* [Textauszug]
+--

Robert Klatt
Ein nuklearer Winter würde zu einem Einbruch der landwirtschaftlichen Erträge führen. Eine Studie hat nun untersucht, ob die Fischerei nach einem Atomkrieg eine Nahrungsmittelknappheit verhindern könnte.
Barcelona (Spanien). Laut Daten der Internationalen Kampagne zur Abschaffung von Atomwaffen (ICAN) existieren auf der Erde derzeit etwa 13.400 Atomwaffen. Ein Großteil (93 %) davon gehören den U.S.A. (5.800) und Russland (6.375), die übrigen Atomwaffen gehören China (320), Frankreich (290), Großbritannien (215), Indien (150) Israel (90), Pakistan (160) und Nordkorea (30). Die ICAN schätzt, dass 4.000 dieser Sprengköpfe jederzeit einsatzbereit sind, 1.800 Sprengköpfe können ihre Ziele innerhalb weniger Minuten erreichen.
Eine Studie zeigte kürzlich, dass selbst ein lokaler Atomkrieg zwischen Indien und Pakistan etwa 125 Millionen Menschen unmittelbar töten würde. Außerdem würde der in die Erdatmosphäre aufsteigende Ruß zu einem nuklearen Winter führen, in dem die Erträge der Landwirtschaft einbrechen. Ob bei einem Atomkrieg auch das Leben im Meer stark einbricht, hat die 2019 veröffentlichte Studie hingegen nicht analysiert.

+--

* [Datenauszüge]
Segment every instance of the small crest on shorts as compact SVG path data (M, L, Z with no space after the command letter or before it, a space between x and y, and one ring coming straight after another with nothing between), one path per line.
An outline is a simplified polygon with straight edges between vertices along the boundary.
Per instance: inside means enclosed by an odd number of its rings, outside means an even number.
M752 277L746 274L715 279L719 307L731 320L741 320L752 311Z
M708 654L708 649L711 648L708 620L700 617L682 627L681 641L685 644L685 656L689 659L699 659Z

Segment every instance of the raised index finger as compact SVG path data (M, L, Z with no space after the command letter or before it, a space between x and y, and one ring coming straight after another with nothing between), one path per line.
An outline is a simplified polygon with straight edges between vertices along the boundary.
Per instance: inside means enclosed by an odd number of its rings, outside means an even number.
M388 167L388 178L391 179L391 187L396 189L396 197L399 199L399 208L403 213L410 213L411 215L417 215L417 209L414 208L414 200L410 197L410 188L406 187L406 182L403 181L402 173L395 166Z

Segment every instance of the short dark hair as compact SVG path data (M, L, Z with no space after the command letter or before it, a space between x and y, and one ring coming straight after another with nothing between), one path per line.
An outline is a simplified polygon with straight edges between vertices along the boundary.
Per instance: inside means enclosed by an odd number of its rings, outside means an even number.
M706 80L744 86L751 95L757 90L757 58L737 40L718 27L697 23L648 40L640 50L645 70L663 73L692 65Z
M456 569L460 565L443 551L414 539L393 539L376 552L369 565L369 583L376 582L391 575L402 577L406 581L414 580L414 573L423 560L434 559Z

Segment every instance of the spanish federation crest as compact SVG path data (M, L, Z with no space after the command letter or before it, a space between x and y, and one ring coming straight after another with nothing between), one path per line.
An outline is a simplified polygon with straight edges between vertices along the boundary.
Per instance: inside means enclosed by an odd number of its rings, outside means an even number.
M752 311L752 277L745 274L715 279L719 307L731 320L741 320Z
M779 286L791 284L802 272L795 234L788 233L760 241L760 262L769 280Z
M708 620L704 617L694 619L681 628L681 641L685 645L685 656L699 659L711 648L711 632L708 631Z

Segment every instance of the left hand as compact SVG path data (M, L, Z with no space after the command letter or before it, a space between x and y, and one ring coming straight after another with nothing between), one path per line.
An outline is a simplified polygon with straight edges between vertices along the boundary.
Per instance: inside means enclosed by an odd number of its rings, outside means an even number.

+--

* [Deine Aufgabe] Fasse den Absatz im Textauszug, der mit „Barcelona (Spanien). Laut Daten“ beginnt, kürzer zusammen. Die wichtigsten Zahlen sollen erhalten bleiben. Die Zeilen haben eine andere Herkunft als der Textauszug.

* [Lösung] Nach Angaben der ICAN gibt es weltweit etwa 13.400 Atomwaffen. 93 % davon besitzen die USA (5.800) und Russland (6.375). Die übrigen gehören China, Frankreich, Großbritannien, Indien, Israel, Pakistan und Nordkorea. Rund 4.000 Sprengköpfe sind laut ICAN jederzeit einsatzbereit, und 1.800 können ihre Ziele innerhalb weniger Minuten erreichen.